_EXERCISE PROMPT_
Quote every one of the records below verbatim.

_MATERIALS PROVIDED_
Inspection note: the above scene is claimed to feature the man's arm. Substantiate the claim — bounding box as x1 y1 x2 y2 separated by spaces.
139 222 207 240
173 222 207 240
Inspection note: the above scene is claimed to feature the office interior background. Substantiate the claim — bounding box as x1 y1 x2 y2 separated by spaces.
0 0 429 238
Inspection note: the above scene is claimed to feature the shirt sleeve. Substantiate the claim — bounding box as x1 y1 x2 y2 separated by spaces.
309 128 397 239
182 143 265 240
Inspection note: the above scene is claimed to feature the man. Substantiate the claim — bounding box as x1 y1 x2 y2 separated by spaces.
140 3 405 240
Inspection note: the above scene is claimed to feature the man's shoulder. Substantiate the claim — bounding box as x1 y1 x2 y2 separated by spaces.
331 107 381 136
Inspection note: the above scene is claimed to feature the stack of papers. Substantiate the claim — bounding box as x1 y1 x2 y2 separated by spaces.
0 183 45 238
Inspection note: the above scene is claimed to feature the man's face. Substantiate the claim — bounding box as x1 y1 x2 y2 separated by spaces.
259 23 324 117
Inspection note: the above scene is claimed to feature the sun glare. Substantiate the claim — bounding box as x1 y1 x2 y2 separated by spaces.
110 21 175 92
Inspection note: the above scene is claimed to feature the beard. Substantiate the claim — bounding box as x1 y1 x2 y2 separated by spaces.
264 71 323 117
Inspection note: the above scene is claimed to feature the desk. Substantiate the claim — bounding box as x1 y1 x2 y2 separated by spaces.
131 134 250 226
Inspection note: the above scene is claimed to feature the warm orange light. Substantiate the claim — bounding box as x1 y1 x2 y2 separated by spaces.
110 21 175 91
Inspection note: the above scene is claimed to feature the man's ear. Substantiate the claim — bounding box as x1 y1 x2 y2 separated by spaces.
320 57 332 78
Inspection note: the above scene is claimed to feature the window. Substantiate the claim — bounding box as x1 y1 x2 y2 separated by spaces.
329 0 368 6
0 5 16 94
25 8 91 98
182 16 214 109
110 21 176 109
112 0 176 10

_RIGHT ANSWER_
Inspection note: the above scene is claimed to feature the man's arm. Substantiate the claim — bounding box as x1 y1 x2 y2 separated by spaces.
139 222 207 240
173 222 207 240
Inspection note: the above scene is claimed to feature the office interior background. Substantiate the claim — bounding box as x1 y1 x2 y2 separated by spaces.
0 0 429 238
Inspection note: the above scene is claimed to feature the shirt sleeve. Substantiate the claim — bounding box as x1 y1 x2 y2 separated by spaces.
309 128 397 239
182 143 265 240
Inspection note: the above scene is claimed to feature the man. Substantiate the claim — bounding box as x1 y1 x2 y2 separated by spaces.
140 3 405 240
Inspection note: the above scene is claimed to feature the man's shoulder. Substantiate the claim — bounding box as x1 y1 x2 y2 separated by spaces.
331 107 381 136
Inspection note: the above scene is claimed to feature the stack of papers. Substantiate the claim — bounding box as x1 y1 x2 y2 separated by spaces.
0 183 45 238
Inspection note: the above scene is claimed to feature the man's face. Substantiate the claim — bounding box as x1 y1 x2 y2 separated by spaces.
259 23 324 117
Inspection note: the above scene is claimed to feature the sun glare. Substantiate the claim — bounding box as x1 y1 x2 y2 separated by spaces.
110 21 175 92
Inspection note: the above scene is claimed to feature the beard. Substantiate the claim — bounding box as x1 y1 x2 y2 separated by spaces.
264 71 323 117
Inspection note: the above scene is claimed to feature the desk. Substantiate the claim — bounding box as x1 y1 x2 y2 separated by spaces.
131 134 250 226
Inspection note: the above scene is claimed to feature the warm orange light. Substantiate the claim — bounding box as x1 y1 x2 y2 separated by spaces.
110 21 175 91
Inspection note: the above scene is claimed to feature the man's ear. Substantiate the claim — bounding box as x1 y1 x2 y2 separated by spaces.
320 57 332 78
Inspection note: the above scene is claimed to feature the window. Substantiate the claim — bounding box as x1 y1 x2 y2 separated by spaces.
329 0 368 6
0 5 16 94
25 8 91 98
182 16 214 109
110 21 176 109
112 0 176 10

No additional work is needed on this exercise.